Where does the word "woman" occur in the entries below? Copy every line that has it.

SUPPLIED INFORMATION section start

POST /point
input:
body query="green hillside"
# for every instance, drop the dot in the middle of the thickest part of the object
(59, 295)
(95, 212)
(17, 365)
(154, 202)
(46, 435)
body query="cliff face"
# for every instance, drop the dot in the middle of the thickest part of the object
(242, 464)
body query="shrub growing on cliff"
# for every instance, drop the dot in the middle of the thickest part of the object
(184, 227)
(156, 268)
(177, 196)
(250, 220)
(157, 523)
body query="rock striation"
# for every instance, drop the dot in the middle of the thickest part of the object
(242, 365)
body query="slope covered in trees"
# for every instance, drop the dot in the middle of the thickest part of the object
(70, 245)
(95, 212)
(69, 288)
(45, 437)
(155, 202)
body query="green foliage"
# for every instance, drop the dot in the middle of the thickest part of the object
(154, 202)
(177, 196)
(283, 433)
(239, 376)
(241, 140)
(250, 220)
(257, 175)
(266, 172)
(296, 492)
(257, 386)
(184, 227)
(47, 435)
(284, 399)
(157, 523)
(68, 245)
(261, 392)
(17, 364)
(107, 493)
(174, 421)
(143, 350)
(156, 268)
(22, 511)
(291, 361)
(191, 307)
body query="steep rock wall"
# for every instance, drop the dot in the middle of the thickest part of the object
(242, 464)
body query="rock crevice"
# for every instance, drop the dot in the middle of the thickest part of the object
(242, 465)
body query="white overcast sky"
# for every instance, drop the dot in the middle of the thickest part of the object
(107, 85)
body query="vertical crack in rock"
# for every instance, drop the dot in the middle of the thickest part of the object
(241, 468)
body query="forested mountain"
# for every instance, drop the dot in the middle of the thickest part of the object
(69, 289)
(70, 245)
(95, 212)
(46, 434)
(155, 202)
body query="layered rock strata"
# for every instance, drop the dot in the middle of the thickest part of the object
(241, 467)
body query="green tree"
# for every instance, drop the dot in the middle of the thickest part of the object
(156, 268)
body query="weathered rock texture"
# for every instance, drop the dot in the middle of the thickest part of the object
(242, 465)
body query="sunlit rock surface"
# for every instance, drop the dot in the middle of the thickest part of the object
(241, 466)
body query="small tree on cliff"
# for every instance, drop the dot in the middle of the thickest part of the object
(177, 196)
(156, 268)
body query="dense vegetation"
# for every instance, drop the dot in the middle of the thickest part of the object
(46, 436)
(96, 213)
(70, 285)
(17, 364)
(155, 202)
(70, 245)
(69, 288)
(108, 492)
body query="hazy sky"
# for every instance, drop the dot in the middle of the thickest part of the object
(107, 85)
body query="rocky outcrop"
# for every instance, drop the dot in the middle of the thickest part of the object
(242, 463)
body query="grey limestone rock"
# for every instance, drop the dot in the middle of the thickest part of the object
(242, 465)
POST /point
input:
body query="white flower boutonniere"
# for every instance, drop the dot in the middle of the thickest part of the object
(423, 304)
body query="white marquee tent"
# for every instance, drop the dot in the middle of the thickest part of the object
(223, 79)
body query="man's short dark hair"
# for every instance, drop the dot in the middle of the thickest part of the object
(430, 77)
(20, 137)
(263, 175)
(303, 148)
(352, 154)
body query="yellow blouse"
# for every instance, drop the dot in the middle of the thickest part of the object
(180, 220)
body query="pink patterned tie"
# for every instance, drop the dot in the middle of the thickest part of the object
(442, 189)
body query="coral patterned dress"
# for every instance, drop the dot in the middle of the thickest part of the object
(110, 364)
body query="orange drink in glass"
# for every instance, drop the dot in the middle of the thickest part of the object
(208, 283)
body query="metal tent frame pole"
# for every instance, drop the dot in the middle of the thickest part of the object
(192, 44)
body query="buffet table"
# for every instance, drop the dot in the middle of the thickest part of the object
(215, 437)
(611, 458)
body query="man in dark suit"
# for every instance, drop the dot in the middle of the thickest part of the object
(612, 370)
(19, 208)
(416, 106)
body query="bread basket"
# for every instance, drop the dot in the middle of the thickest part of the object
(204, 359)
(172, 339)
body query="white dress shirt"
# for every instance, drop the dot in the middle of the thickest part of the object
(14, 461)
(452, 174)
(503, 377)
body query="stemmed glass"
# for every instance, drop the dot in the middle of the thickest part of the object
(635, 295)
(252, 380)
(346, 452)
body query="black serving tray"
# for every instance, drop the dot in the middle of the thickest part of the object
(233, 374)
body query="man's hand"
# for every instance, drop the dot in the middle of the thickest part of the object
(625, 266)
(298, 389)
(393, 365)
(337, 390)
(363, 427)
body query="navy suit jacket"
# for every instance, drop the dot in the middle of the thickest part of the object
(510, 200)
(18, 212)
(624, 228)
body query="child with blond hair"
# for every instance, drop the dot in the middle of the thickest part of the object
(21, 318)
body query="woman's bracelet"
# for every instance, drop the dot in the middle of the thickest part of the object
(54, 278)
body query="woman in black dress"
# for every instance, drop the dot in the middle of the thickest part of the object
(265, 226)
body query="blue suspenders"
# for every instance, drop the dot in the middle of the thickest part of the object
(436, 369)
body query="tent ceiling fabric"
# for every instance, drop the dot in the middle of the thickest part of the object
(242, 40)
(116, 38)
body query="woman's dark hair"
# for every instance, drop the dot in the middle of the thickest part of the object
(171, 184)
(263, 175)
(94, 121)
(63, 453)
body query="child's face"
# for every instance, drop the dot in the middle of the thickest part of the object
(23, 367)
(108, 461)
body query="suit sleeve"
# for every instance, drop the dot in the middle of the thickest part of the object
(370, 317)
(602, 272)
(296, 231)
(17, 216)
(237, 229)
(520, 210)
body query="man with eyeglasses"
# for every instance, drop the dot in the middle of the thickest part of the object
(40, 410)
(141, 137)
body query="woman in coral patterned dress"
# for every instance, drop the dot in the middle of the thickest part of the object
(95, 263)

SUPPLIED INFORMATION section end

EXERCISE OUTPUT >>
body query="woman's bracelet"
body query="woman in black dress"
body query="woman's dark hair"
body query="woman in coral patterned dress"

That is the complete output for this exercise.